**ACTIVITY 1:** List every file type the Piixie walkthrough below says the program accepts.
**ACTIVITY 2:** In the Piixie walkthrough below, what does the Redaction mode turn PII into?
**ACTIVITY 3:** Write the next part of the Piixie walkthrough below, starting right after its last sentence.

**READING TEXT:**
Your first anonymization
This walkthrough takes one document from drop to safe copy.
1. Drop a file in
Section titled “1. Drop a file in”Drag a file (or a folder) onto the Piixie window, or click the drop zone to browse. Piixie accepts .txt, .md, .pdf, and .docx files. Files land in a queue where you can review them before anything is processed.
For PDFs, Piixie counts embedded images up front so you know whether image redaction will come into play.
2. Pick a mode
Section titled “2. Pick a mode”Each queued file gets an anonymization mode. The three everyday choices:
| Mode | What happens | Good for |
|---|---|---|
| Redaction | PII becomes [REDACTED] markers | Maximum certainty, legal review |
| Replacement | Numbered tokens like [NAME_1], [EMAIL_2] | Keeping entities distinguishable |
| Synthetic | Plausible fake values (“Marcus Patel” → “Ethan Vance”) | Documents that must read naturally |
Two more modes, LLM Gen and JavaScript, are available through profiles. The full comparison is on the modes page.
You can also pick a profile instead of a bare mode. A profile carries its own mode plus prompts, field rules, and replacement dictionaries.
3. Process and watch
Section titled “3. Process and watch”Hit process. A dialog streams the model’s progress in real time: extraction, detection, and rewriting stages, with a live token feed so you can see the model working. You can cancel at any point; nothing is written until the run completes.

**SUPPLIED DATA:**
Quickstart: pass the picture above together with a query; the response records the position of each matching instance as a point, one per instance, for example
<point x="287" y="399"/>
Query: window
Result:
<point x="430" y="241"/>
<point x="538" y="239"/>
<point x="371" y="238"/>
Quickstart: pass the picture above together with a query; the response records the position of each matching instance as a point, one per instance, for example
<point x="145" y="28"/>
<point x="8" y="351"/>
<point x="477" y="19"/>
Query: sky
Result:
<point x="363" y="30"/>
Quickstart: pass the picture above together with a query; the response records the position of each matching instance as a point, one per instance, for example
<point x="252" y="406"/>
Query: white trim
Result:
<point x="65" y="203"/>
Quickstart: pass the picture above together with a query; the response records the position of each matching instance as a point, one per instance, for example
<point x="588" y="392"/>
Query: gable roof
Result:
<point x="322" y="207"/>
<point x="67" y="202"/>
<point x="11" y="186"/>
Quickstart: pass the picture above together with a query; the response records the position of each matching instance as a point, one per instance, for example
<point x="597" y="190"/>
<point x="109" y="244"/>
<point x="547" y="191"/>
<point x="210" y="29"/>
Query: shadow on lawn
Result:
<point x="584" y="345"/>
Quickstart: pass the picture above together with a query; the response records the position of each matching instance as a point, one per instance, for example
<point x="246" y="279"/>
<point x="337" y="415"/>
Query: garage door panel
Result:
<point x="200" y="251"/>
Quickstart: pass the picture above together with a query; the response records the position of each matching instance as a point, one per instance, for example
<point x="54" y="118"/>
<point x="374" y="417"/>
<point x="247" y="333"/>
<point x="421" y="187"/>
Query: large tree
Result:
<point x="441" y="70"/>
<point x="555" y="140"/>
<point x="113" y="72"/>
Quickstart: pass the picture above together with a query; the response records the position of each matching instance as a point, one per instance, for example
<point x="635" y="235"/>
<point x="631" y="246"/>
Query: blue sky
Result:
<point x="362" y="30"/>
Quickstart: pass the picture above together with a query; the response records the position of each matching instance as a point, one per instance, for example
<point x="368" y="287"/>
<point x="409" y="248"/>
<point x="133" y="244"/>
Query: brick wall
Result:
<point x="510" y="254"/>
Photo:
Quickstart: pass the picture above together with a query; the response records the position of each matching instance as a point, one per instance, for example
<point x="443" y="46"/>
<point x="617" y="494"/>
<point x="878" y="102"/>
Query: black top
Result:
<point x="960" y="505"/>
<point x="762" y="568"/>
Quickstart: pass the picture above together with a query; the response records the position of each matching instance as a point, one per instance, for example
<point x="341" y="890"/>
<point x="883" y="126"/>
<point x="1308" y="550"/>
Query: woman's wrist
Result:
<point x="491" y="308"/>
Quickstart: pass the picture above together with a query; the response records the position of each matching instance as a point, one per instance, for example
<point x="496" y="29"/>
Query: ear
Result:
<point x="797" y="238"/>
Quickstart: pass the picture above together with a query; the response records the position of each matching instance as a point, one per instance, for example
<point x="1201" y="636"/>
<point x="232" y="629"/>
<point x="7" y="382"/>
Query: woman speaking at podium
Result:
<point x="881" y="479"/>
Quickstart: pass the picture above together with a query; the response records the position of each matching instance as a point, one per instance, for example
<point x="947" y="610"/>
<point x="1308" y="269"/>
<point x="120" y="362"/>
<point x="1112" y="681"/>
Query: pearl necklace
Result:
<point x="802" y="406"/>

**WRITTEN RESPONSE 1:**
.txt
.md
.pdf
.docx

**WRITTEN RESPONSE 2:** PII becomes [REDACTED] markers.

**WRITTEN RESPONSE 3:**
If the selected model can’t analyze images and the file contains some, Piixie asks before proceeding: continue text-only, blur all images automatically, or apply the choice to every file in the queue.
4. Review the output
Section titled “4. Review the output”The anonymized copy is written to Piixie’s output folder inside its app data directory, unless you set a different output location (same folder as the original, or a custom directory). The history tab records the run with a full replacement table: every detected entity, its type, the original text, and what it became.
Keep the original and the safe copy side by side until you trust the result. Models are good at this, but they are not infallible. Skim for anything that slipped through, especially short name forms and dates.
5. Use the safe copy
Section titled “5. Use the safe copy”Send the anonymized output wherever the original couldn’t go: an LLM prompt, a support ticket, a shared test fixture, a demo.